* Exercise description
Could you report every line from the entries that includes the word "below"?

* The data
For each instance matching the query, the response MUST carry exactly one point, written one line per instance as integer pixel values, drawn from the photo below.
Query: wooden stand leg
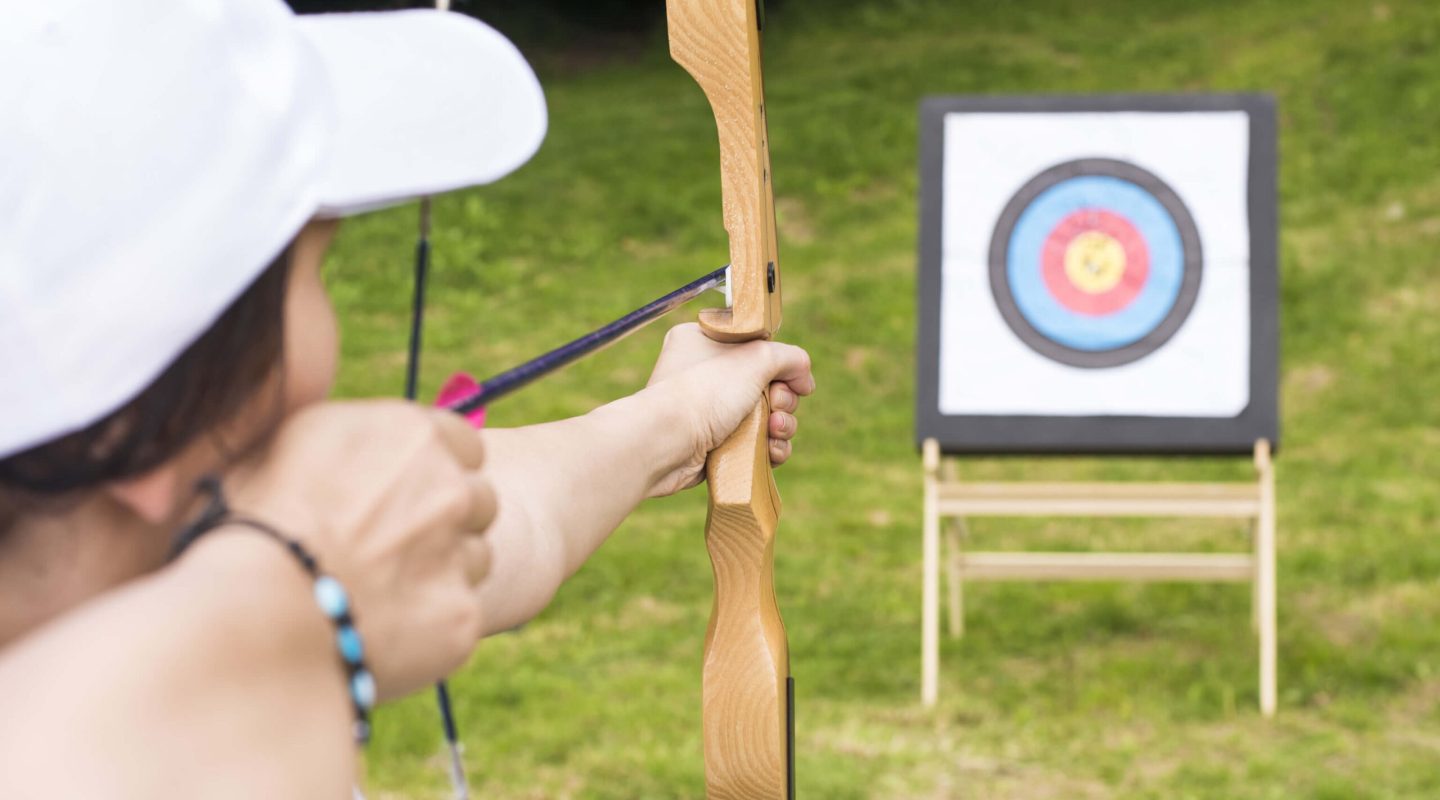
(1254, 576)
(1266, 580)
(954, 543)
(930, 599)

--

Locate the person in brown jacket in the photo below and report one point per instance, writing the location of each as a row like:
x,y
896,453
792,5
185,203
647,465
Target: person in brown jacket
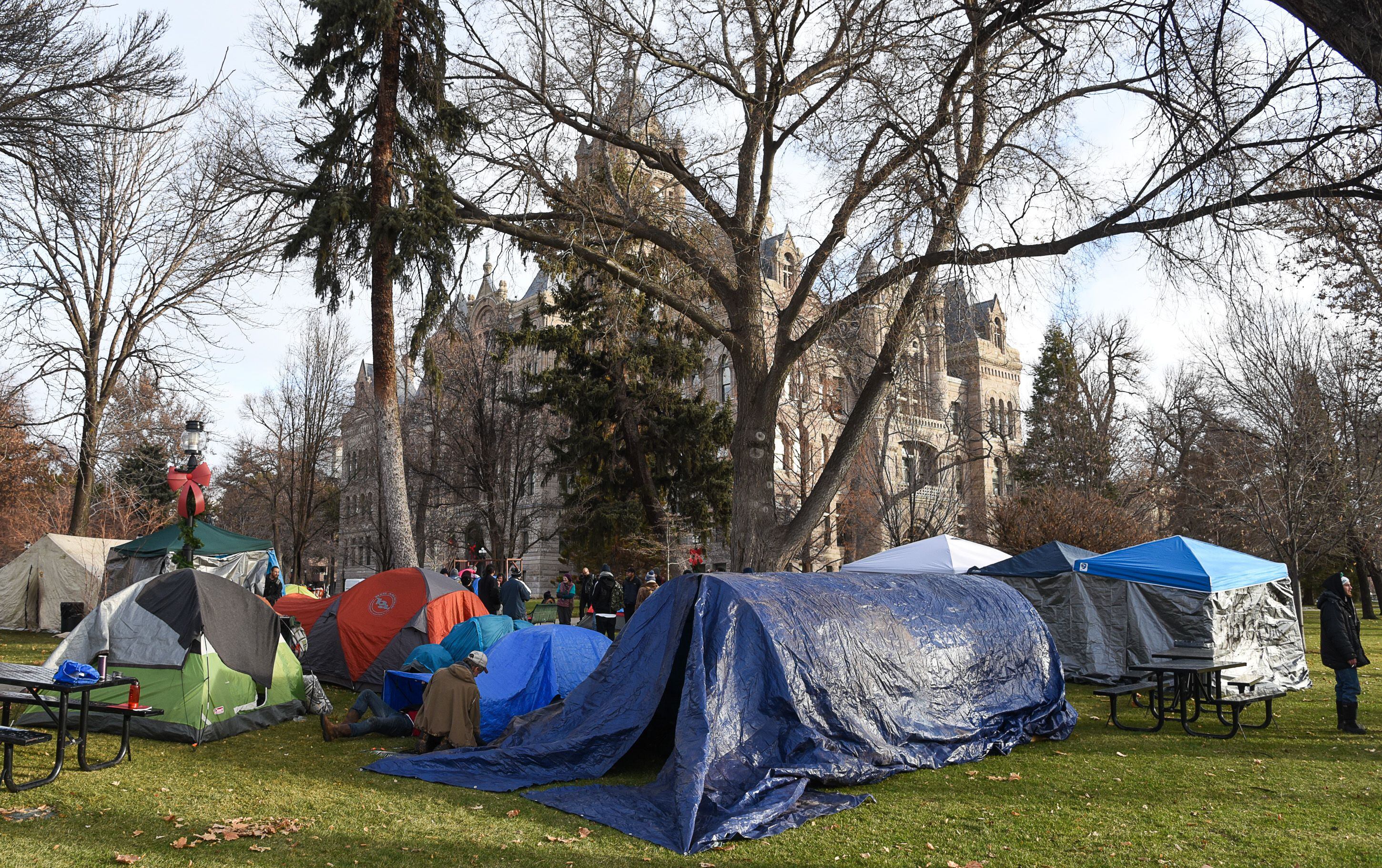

* Solved problem
For each instance matching the query, the response MUST carry exactly one point, written one line per instance as integer pixel values, drawn from the photo below.
Locate the person in brown jacket in the photo below and report one point per instance, writing the location of each as a row like:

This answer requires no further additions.